TASK REQUIREMENTS:
A complete copy of the entries, exactly as written, is the expected result.

MATERIALS PROVIDED:
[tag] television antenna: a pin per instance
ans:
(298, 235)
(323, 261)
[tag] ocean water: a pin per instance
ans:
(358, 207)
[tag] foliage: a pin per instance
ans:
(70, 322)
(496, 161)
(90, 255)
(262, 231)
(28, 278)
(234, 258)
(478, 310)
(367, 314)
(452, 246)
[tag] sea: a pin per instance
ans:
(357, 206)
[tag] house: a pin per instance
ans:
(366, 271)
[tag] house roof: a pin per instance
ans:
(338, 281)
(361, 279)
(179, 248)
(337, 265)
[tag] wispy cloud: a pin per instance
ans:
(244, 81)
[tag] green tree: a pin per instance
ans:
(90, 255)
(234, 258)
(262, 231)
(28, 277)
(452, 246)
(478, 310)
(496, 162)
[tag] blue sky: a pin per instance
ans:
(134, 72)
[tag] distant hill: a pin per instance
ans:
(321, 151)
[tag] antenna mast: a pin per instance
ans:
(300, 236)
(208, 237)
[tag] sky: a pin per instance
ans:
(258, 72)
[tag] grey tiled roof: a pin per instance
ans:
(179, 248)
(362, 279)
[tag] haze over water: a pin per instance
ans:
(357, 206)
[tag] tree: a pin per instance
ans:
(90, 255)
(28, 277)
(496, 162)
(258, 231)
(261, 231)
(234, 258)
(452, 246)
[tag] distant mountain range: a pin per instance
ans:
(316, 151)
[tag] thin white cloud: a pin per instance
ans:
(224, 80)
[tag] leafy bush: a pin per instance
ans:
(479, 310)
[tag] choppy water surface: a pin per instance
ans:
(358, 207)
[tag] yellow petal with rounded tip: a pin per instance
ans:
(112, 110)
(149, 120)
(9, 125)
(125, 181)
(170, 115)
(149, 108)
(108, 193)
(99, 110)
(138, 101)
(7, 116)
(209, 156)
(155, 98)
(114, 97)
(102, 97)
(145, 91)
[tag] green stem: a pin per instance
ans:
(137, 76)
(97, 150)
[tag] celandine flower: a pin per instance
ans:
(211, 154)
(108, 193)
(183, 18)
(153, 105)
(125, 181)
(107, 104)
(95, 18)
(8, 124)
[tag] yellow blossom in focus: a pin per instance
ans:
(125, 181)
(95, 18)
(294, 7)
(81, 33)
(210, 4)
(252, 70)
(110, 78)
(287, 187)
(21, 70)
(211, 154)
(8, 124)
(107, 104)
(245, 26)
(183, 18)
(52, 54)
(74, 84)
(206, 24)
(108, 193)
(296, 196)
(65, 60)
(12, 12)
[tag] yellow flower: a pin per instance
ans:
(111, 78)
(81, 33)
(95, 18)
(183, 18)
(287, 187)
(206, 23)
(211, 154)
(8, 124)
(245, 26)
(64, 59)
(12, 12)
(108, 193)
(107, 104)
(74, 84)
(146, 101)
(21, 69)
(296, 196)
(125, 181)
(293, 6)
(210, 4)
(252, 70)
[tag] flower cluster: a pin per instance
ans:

FINISHED TASK:
[tag] television antenna: a pin per instance
ans:
(298, 235)
(323, 261)
[tag] ocean water: a pin per instance
ans:
(358, 207)
[tag] foliage: a pin per instance
ans:
(70, 322)
(496, 161)
(90, 255)
(262, 231)
(28, 278)
(234, 258)
(478, 310)
(367, 314)
(452, 246)
[tag] sea: a pin per instance
ans:
(357, 206)
[tag] house: a pin per instance
ans:
(366, 271)
[tag] house roof: a pin per instance
ans:
(338, 281)
(361, 279)
(179, 248)
(337, 265)
[tag] wispy cloud: a pin per instance
ans:
(244, 81)
[tag] green tree: a pin per instance
ans:
(90, 255)
(234, 258)
(262, 231)
(28, 277)
(452, 246)
(478, 310)
(496, 162)
[tag] blue sky: a pin per instance
ans:
(134, 72)
[tag] distant hill: a pin per instance
ans:
(321, 151)
[tag] antenna mast: a pin per instance
ans:
(300, 236)
(208, 237)
[tag] sky: a pin per instance
ans:
(258, 72)
[tag] grey tiled roof: a pin per instance
ans:
(179, 248)
(362, 279)
[tag] haze over water: a pin per instance
ans:
(357, 206)
[tag] tree: a pin per instance
ans:
(90, 255)
(28, 277)
(496, 162)
(258, 231)
(261, 231)
(234, 258)
(452, 246)
[tag] distant mountain range: a pin per instance
ans:
(316, 151)
[tag] thin white cloud: a pin per instance
ans:
(224, 80)
[tag] leafy bush: a pin per instance
ans:
(479, 310)
[tag] choppy water surface: a pin per instance
ans:
(358, 207)
[tag] yellow petal with rounded tip: a pin per instance
ans:
(112, 110)
(149, 120)
(9, 125)
(125, 181)
(170, 115)
(149, 108)
(108, 193)
(99, 110)
(138, 101)
(7, 116)
(209, 156)
(155, 98)
(114, 97)
(102, 97)
(145, 91)
[tag] green stem: a pin per instance
ans:
(137, 76)
(97, 150)
[tag] celandine flower: a pin per instance
ans:
(211, 154)
(108, 193)
(183, 18)
(153, 105)
(125, 181)
(107, 104)
(95, 18)
(8, 124)
[tag] yellow blossom in focus: a pin per instance
ans:
(125, 181)
(95, 18)
(294, 7)
(81, 33)
(210, 4)
(252, 70)
(110, 78)
(287, 187)
(21, 70)
(211, 154)
(8, 124)
(107, 104)
(245, 26)
(183, 18)
(52, 54)
(74, 84)
(206, 24)
(108, 193)
(296, 196)
(65, 60)
(12, 12)
[tag] yellow flower: a pin per instance
ans:
(111, 78)
(81, 33)
(95, 18)
(183, 18)
(287, 187)
(206, 23)
(211, 154)
(8, 124)
(245, 26)
(64, 59)
(12, 12)
(108, 193)
(107, 104)
(74, 84)
(146, 101)
(21, 69)
(296, 196)
(125, 181)
(293, 6)
(210, 4)
(252, 70)
[tag] flower cluster: a pin per instance
ans:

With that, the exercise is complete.